Copy the lines below as they are; omit the images they contain.
• • • • • • •
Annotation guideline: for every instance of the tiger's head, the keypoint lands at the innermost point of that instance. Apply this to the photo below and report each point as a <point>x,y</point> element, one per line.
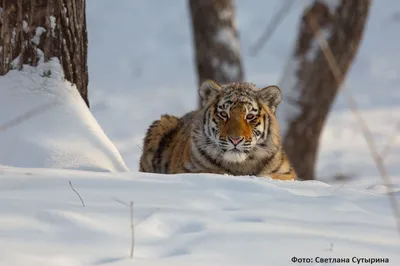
<point>239,121</point>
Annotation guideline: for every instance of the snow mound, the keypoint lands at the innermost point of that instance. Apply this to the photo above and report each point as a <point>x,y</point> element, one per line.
<point>45,123</point>
<point>188,219</point>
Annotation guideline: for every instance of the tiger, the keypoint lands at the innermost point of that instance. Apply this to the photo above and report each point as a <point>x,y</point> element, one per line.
<point>234,132</point>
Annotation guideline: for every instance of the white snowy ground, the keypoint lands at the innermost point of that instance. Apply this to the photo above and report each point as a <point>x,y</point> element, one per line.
<point>186,219</point>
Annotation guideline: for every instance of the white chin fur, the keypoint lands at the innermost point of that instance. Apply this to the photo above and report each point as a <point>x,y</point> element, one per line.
<point>234,157</point>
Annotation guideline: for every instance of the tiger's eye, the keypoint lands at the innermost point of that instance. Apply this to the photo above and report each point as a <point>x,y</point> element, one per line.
<point>250,116</point>
<point>223,114</point>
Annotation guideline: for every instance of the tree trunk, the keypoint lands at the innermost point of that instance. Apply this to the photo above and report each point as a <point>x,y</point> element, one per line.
<point>33,31</point>
<point>308,85</point>
<point>216,41</point>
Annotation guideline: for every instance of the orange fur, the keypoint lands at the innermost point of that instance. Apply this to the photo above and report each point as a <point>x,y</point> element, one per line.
<point>190,144</point>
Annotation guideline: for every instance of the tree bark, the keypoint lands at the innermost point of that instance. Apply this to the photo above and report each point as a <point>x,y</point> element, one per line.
<point>216,41</point>
<point>308,85</point>
<point>33,31</point>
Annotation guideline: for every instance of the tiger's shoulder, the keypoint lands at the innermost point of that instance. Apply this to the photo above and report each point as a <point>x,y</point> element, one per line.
<point>162,139</point>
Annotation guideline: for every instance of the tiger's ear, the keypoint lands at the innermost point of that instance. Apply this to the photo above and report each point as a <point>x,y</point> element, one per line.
<point>208,90</point>
<point>272,96</point>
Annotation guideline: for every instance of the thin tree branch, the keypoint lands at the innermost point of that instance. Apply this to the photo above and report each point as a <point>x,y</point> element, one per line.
<point>390,143</point>
<point>337,73</point>
<point>132,231</point>
<point>83,204</point>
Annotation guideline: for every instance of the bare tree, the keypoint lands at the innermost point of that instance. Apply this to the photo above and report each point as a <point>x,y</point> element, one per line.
<point>35,30</point>
<point>216,41</point>
<point>308,85</point>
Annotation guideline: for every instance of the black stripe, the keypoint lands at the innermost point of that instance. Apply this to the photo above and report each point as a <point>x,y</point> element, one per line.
<point>164,144</point>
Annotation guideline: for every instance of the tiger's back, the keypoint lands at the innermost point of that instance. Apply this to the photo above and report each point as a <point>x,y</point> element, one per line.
<point>238,140</point>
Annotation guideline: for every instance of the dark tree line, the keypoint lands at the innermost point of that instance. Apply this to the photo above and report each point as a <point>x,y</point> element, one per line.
<point>33,30</point>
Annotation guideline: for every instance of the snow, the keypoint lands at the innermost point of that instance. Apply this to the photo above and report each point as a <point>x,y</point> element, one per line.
<point>25,26</point>
<point>48,137</point>
<point>187,220</point>
<point>288,108</point>
<point>331,4</point>
<point>45,123</point>
<point>227,37</point>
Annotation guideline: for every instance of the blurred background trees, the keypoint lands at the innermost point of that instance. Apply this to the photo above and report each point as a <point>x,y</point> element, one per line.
<point>33,31</point>
<point>216,41</point>
<point>308,85</point>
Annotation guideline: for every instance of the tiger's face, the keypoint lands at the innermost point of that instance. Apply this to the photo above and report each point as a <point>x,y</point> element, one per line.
<point>237,119</point>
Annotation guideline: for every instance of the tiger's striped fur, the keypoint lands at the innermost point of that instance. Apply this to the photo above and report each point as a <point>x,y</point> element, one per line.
<point>234,132</point>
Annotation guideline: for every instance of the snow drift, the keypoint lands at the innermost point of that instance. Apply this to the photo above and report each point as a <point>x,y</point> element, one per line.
<point>45,123</point>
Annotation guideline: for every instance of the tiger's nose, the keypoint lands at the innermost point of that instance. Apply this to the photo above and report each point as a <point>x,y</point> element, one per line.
<point>235,140</point>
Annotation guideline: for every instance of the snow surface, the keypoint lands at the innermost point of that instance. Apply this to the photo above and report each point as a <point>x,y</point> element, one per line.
<point>45,123</point>
<point>187,219</point>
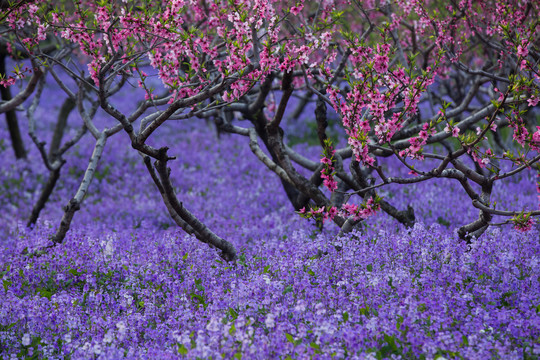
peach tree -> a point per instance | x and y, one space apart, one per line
450 89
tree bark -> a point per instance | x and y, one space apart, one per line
11 117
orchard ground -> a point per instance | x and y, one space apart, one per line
128 283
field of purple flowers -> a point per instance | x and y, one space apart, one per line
128 283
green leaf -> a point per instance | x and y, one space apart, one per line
6 284
290 338
182 349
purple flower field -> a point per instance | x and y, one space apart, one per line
127 283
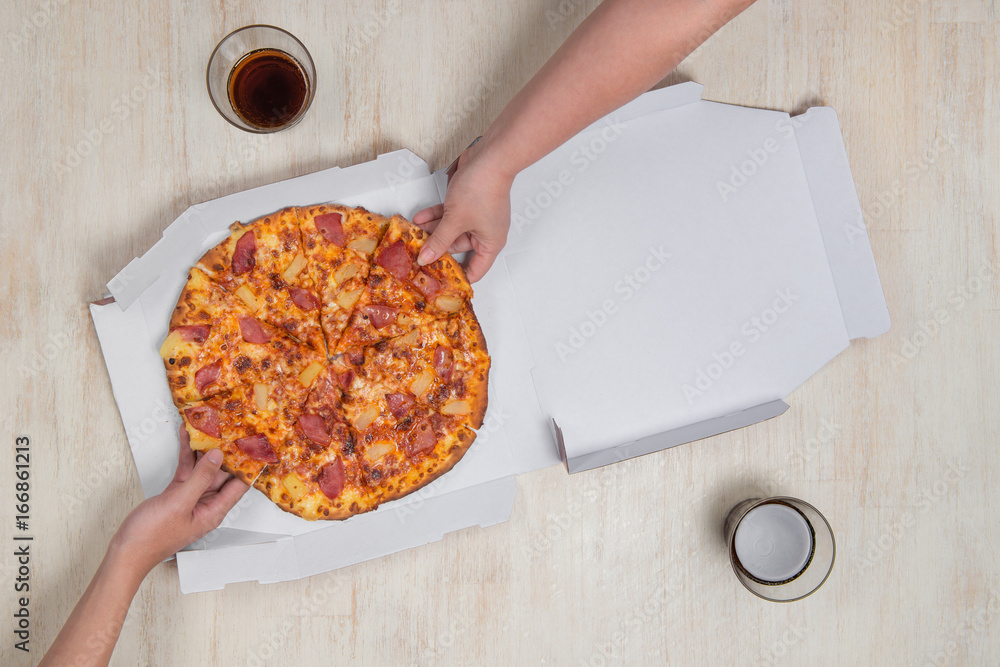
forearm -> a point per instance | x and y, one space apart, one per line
90 633
620 51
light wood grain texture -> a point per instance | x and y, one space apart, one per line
621 566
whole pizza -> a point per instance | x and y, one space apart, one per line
332 370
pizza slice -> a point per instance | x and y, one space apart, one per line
401 295
401 446
215 344
338 243
249 428
263 264
443 365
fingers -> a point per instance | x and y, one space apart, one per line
202 476
185 457
221 478
439 242
462 244
219 505
428 215
480 263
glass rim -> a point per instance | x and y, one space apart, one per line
246 127
762 501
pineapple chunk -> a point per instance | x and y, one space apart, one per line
260 396
294 269
309 374
364 245
348 299
201 441
378 450
296 488
449 303
421 383
345 272
248 297
365 419
408 340
456 408
173 346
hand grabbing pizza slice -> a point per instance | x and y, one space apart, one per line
250 430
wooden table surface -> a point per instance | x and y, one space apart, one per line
109 135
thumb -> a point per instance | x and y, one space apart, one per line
447 231
203 476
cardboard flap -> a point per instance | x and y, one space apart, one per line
678 436
824 158
384 532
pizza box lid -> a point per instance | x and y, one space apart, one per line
681 266
649 169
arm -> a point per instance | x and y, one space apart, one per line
620 51
194 503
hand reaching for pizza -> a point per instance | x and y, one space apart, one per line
194 503
475 215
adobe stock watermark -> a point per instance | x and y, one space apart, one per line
556 16
930 327
121 108
891 536
580 161
751 331
626 288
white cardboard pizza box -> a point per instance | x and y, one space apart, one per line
682 266
646 193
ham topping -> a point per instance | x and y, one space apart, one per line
197 333
396 260
257 447
422 438
304 299
252 331
243 255
314 428
206 375
428 285
205 419
443 362
331 227
331 479
399 404
380 315
346 378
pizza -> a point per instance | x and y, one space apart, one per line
334 372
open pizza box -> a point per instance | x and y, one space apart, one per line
673 272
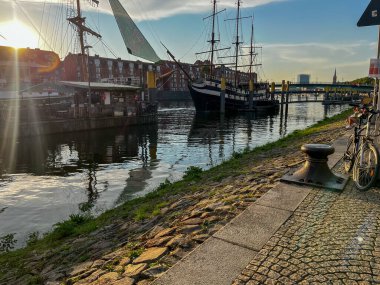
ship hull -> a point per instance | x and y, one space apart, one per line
206 98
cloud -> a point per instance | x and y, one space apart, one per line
155 9
286 60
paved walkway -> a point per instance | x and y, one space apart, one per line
292 235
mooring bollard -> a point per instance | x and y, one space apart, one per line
315 171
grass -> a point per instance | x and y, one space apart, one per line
58 240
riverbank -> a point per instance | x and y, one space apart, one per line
142 238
• • • • • • •
Task solution -
Annotation guideline: for every instance of the tiger's head, the keypoint lands at the innermost point of that instance. Apply this to the photo below and report each point as a <point>x,y</point> element, one per line.
<point>239,121</point>
Annotation guideline: for every instance of the snow mound, the keypoint lands at the innermost point of that instance. Apply this to the photo above and report each point as a <point>x,y</point> element, one per line.
<point>45,123</point>
<point>188,219</point>
Annotation guideline: for every instance of the tiger, the keypoint lands at the innermost point of that instance. Apply this to the photo above and report each point as a <point>x,y</point> element, one per line.
<point>234,132</point>
Annotation guideline: for every instance of the white snowy ground, the keypoint lands at the innermost point of that instance. Apply this to the photo above and report each point as a <point>x,y</point> element, one per line.
<point>186,219</point>
Annotation guideline: for every instance of the white chin fur, the keypoint lands at the innermost point of that instance. Apply this to the photo above and report each point as a <point>x,y</point> element, one per line.
<point>234,157</point>
Annotation guideline: for every instance of the tiger's eye, the keypoint lands at the innermost point of that instance. Apply this to the photo above and report each point as a <point>x,y</point> element, one per line.
<point>250,116</point>
<point>223,114</point>
Annotation guideline: for every instance of the tree trunk, the keypoint lands at the innermost point of that instance. Apply this to the photo above and report each point as a <point>x,y</point> element, one per line.
<point>33,31</point>
<point>308,85</point>
<point>216,41</point>
Annotation guideline: for every instance of the orange fur, the keypoint lands at the innermost point of that instance. Apply this to the photo above and report each point as a <point>x,y</point> element, one per line.
<point>190,144</point>
Annotation guideline: for every instance of the tree bark, the keypoint lands at the innermost point of that instance. Apply this to the photo above and report each point as a <point>x,y</point> element, one per line.
<point>216,41</point>
<point>308,85</point>
<point>33,31</point>
Annotation guideline: for every instance of the tiger's shoulder, the keypoint lands at the innermost point of that instance. Apply this to the photo above and report each point as a <point>x,y</point> element, one per line.
<point>162,139</point>
Annotation guideline: for every instance of the tiger's ear, the keypoint lands at the innermost point of that instance. Apply this to the photo above and report each point as a <point>x,y</point> element, one per line.
<point>208,90</point>
<point>272,96</point>
Annotation guideline: for every instance of the thin tree branch, the keypoint lands at the innermost point of that instance. Apply this to the photo above and report each point as a <point>x,y</point> element, one per line.
<point>390,143</point>
<point>337,73</point>
<point>132,231</point>
<point>83,204</point>
Annotation guideline: for every instance of the bare tree, the keypoint lands at the innermost point of that instance. Apply this to the photo above and report each point as a <point>x,y</point> element, one per line.
<point>35,30</point>
<point>216,41</point>
<point>308,85</point>
Annotation guideline: for every instance of the black stripe, the keypoint lands at the innermost point of that instance. Apply this to the photo above and report each point as a <point>x,y</point> element, one per line.
<point>164,144</point>
Annotation guideline: for every instance of the tiger's back, the keypoint lands at the innermost point of that instance. Apply this to the photo above and report each point as a <point>x,y</point> element, one per line.
<point>238,140</point>
Annotation guideline: for every instance of the dark tree line, the keypoint lands at the innermost point of that instance. Apply this to the photo above and report each point as a <point>x,y</point> element, one per line.
<point>33,30</point>
Annotation guideline: for every instance of the snow, the keypoint lands at the innermost point of that instance. Apply this to the photo above and report each point as a <point>x,y</point> element, one per line.
<point>25,26</point>
<point>48,137</point>
<point>187,220</point>
<point>288,108</point>
<point>331,4</point>
<point>45,123</point>
<point>227,37</point>
Annotation guideline: for every instance of the blurred background trees, the keypoint lands at the innermost point of that instance. Apply this to the photo above and report each point as a <point>x,y</point> element, one per line.
<point>33,31</point>
<point>216,41</point>
<point>308,85</point>
Annotation guideline: for every instance of the tiger's face, the keypoint lands at the innermost point of that instance. Apply this to the photo above and report each point as a <point>x,y</point> element, one per line.
<point>237,119</point>
Annotation guideline: for every instance of the tiger's striped fur, the keypoint lands at the innermost point of that instance. Apply this to the photo above and report each point as a <point>x,y</point> element, one per line.
<point>234,132</point>
Annotation guideline: for every instance of the snow drift, the keypoint lands at the innermost point of that instance. Apply this to the photo above and report each point as a <point>x,y</point> element, one per line.
<point>45,123</point>
Annotation guideline: for every instance of the tiger's nose, the keypoint lands at the innermost point of that instance. Apply this to the photo above and report each point as a <point>x,y</point> element, one per line.
<point>235,140</point>
Annotation guideline: for every instance of the snow surface, the keypoint lands at the innermost point of that instance. Apply this to the photo above and report each point as a <point>x,y</point> element, one per line.
<point>45,123</point>
<point>187,219</point>
peach tree -> a point per instance | x and y, one space apart, one per line
450 89
tree bark -> a point per instance | x and y, one space apart, one per line
11 117
orchard ground -> a point per instance | x and y, one space apart, one per line
128 283
field of purple flowers -> a point per instance | x and y, one space apart, one per line
128 283
green leaf -> a point per instance | x and y, one space apart, one per line
6 284
290 338
182 349
purple flower field -> a point per instance | x and y, one space apart, one per line
127 283
forearm -> a point per instance | x and y, one space apart, one per line
90 633
620 51
light wood grain texture -> a point per instance | x and y, one space apart, one per line
621 566
whole pizza -> a point per instance | x and y, one space apart, one per line
332 370
pizza slice -> a point per instance | x and y, one space apart, one per line
401 295
401 446
215 344
338 243
249 428
263 264
443 365
fingers -> a point per instance | x and y, one space apart, one per line
202 476
185 457
221 478
439 242
462 244
219 505
428 215
480 263
glass rim -> a point per instance | x and y, one space apart, one per line
246 127
762 501
pineapple chunk -> a point per instance | x and y, one space apart, one per line
260 396
294 269
309 374
364 245
348 299
201 441
378 450
296 488
449 303
421 383
345 272
248 297
365 419
408 340
456 408
173 346
hand grabbing pizza slice -> a point per instance | x and y, one space apart, one per line
250 430
wooden table surface -> a point per instance | x and y, one space apart, one per line
109 135
thumb -> a point per instance | x and y, one space apart, one per line
447 231
203 476
cardboard flap -> a point per instance | x and y, one space apart, one per line
678 436
824 158
384 532
pizza box lid -> a point per instance | x and y, one space apart, one per line
681 266
649 169
arm -> a point per instance | x and y, one space apart, one per line
620 51
194 503
hand reaching for pizza -> a point per instance | x and y, one space apart, one per line
194 503
475 215
adobe stock watermark -> a point per instance | x and y, one space apart, one per line
556 16
930 327
121 108
891 536
580 161
751 331
626 288
white cardboard pizza box -> a point per instance | x and y, one space apart, one per line
682 266
646 193
ham topping -> a point per instance | x and y, one space apart, one per line
197 333
396 260
257 447
422 438
304 299
252 331
243 255
314 428
206 375
428 285
205 419
443 362
331 227
331 479
399 404
380 315
346 378
pizza -> a point per instance | x and y, one space apart, one per line
334 372
open pizza box -> a point per instance | x and y, one space apart, one per line
673 272
ship hull -> a point per instance | x and y, one space apart, one per line
206 98
cloud -> a point per instance | x and y, one space apart, one per line
155 9
286 60
paved walkway -> a point per instance | x and y, one space apart, one per line
292 235
mooring bollard -> a point per instance | x and y, one space apart, one per line
315 171
grass -> a point per instance | x and y, one space apart, one per line
58 240
riverbank -> a point per instance | x and y, one space apart, one per line
142 238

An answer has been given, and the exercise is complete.